** Outlined labeled areas **
○ ○ ○ ○

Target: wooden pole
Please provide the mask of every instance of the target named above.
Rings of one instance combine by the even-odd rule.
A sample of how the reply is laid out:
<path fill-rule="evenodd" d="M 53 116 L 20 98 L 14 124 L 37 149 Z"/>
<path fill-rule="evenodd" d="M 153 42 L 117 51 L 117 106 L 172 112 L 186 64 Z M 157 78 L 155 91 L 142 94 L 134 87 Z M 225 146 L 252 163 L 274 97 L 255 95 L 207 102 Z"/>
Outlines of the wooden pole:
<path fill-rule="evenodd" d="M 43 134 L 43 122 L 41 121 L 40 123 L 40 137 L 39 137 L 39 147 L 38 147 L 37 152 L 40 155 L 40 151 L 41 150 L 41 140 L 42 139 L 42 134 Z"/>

○ ○ ○ ○

** Problem to solve **
Copy out the lines above word for word, covering all of the records.

** The reply **
Target: wooden pole
Please provide the mask of every instance of the target named above.
Rings of one instance combine by the even-odd rule.
A sample of how the reply is laid out:
<path fill-rule="evenodd" d="M 53 116 L 20 98 L 14 124 L 37 149 Z"/>
<path fill-rule="evenodd" d="M 153 42 L 117 51 L 117 106 L 172 112 L 186 64 Z M 157 78 L 155 91 L 142 94 L 134 87 Z M 225 146 L 252 163 L 274 97 L 255 95 L 207 102 Z"/>
Outlines of the wooden pole:
<path fill-rule="evenodd" d="M 43 134 L 43 122 L 41 121 L 40 123 L 40 137 L 39 137 L 39 147 L 38 147 L 37 152 L 40 155 L 40 151 L 41 150 L 41 140 L 42 139 L 42 134 Z"/>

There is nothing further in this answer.